> _Selected excerpt_:
+---+
Let us suppose that a watchmaker claimed to be able to cure disordered watches, but at the same time declared himself unable to tell by what springs and by what mysterious mechanism a healthy watch should mark the hour; that watchmaker would inspire me with a very small amount of confidence, and I would not go to him; for, until the contrary is proved to me, I believe that an indispensable condition for repairing a watch when out of order is to know how a watch should work when in good repair.
Physiology exists only because there have been physiologists. By that I do not mean to say that all the truths of physiology are due exclusively to vivisection. I only claim that physiology without vivisection would be strangely clumsy, limited to a few empirical facts, and that, if vivisection be proscribed, we must resolutely give up classing physiology among the sciences. We may study the stars and the earth, electricity and heat, geography and history, and are we to be forbidden to study the functions of living matter? Such a proposal is obviously absurd, for of all the sciences accessible to man, physiology is that which is nearest to him.
+---+
> _Exercise directions_: Extend the passage on physiology and vivisection, picking up after its final sentence.

> _Collected data entries_:
+---+
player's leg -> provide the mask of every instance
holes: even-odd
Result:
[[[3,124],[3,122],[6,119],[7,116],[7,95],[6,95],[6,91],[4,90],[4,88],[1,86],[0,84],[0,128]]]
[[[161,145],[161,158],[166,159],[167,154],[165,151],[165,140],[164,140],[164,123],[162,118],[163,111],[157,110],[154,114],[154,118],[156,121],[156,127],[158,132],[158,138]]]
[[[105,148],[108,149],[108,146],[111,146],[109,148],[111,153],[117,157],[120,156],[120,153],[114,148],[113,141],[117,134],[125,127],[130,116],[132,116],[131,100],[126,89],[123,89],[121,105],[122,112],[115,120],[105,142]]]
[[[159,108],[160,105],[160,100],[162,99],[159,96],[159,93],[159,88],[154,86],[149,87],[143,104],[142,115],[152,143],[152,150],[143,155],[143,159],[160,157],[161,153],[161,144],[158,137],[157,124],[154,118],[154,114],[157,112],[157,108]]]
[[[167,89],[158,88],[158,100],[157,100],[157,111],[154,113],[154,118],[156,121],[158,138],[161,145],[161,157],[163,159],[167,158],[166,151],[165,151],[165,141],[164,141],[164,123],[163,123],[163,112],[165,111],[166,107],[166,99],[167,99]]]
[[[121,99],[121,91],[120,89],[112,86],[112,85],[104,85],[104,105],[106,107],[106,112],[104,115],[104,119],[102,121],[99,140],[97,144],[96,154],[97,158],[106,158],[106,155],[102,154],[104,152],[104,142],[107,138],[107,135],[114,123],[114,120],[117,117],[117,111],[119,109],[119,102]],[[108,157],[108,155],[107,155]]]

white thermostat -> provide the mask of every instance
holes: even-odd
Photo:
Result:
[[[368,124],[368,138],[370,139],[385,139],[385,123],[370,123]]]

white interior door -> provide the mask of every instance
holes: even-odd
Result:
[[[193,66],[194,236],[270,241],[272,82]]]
+---+
> _Your response_:
It is only the ignorant who dare assert that experimentation on animals cannot be applied to man. There are of course differences which physiologists train themselves to perceive; for example, certain poisons are almost innocuous to some animals, and are very fatal to man. The alkaloid of belladonna, atropine, is a thousand times more toxic for a man than for a goat. It is difficult to kill a goat with morphia, whilst a drop of laudanum kills a new-born babe. Carbonic oxide is absolutely harmless for the invertebrata which have no blood. Crayfish and snails live with impunity in pure oxide of carbon. And I could cite a number of other facts which are described in detail in every treatise of physiology or pharmacology.
But what does it matter to us if we know it?-and we can nearly always know it. There are functional differences between men and animals; and physiologists know these perfectly well by their training; but there are, above all things, much more striking resemblances. It would be, for instance, ridiculous to suppose that oxygen did not dissolve in our blood in about the same way in which it dissolves in the blood of a cat or a rabbit; that the pneumogastric nerve, which stops the heart of the cat and the rabbit, will not stop the heart of man; that the arterial pressure, which is 16 c.m. of mercury in the horse, the dog, and the cat, is 1 c.m. or 1.60 c.m. in man; that the transformation of albuminous matters into urea takes place differently in the dog and in man. On the contrary, everything goes to prove the general laws are the same, and that the physiology of man, whilst not rigorously identical in every respect with the physiology of the animal, is nevertheless sufficiently analogous to enable a general physiology to comprise in its vast laws the functions of every living being, man, mammal, vertebrata, invertebrata, and even every living cell.